▶ [Location labeling records]
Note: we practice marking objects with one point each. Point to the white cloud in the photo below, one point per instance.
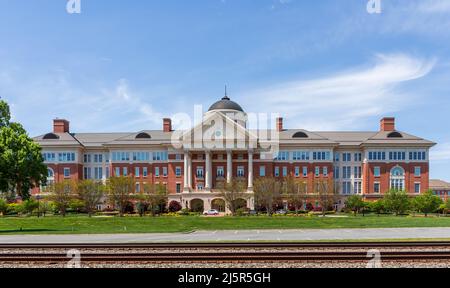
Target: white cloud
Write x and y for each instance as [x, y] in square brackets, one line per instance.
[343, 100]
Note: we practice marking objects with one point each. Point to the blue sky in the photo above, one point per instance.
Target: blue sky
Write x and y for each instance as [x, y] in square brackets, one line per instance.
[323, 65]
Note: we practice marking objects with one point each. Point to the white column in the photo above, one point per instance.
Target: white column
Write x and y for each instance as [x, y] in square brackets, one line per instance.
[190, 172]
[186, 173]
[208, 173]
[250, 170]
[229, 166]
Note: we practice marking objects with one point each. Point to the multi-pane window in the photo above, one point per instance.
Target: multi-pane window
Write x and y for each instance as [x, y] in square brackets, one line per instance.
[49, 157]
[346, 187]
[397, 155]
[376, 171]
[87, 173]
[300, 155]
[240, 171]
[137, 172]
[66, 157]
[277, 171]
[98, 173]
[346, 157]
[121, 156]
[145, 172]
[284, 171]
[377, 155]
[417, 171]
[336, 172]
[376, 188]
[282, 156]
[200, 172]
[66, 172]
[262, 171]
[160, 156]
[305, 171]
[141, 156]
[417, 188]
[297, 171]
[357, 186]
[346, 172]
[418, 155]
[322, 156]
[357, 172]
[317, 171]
* * *
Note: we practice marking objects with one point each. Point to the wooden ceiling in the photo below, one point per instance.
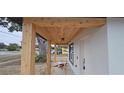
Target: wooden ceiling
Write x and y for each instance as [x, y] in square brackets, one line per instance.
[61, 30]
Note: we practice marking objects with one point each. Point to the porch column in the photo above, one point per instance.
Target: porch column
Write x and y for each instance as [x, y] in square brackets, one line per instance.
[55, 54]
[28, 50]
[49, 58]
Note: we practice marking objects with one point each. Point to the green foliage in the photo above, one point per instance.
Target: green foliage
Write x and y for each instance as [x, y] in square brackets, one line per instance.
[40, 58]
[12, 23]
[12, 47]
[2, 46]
...
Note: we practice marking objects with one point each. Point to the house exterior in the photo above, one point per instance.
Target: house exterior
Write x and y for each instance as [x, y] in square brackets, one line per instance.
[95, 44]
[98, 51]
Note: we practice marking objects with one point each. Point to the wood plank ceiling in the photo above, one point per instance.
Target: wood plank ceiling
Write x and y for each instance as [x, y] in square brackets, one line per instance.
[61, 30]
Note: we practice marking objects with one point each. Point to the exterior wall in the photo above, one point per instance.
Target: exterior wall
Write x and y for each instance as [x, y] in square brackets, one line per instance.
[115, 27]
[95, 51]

▶ [What to work on] Pick out every line in the rows above that contains the word "column" and copy each of those lines.

▶ [Task result]
Note: we practice marking objects with one point each. Point to the white column in the photo above, one point per instance.
Target: white column
Note: we practice marking objects with one point each. Point to the porch column in the photo above, one point per instance.
Target: porch column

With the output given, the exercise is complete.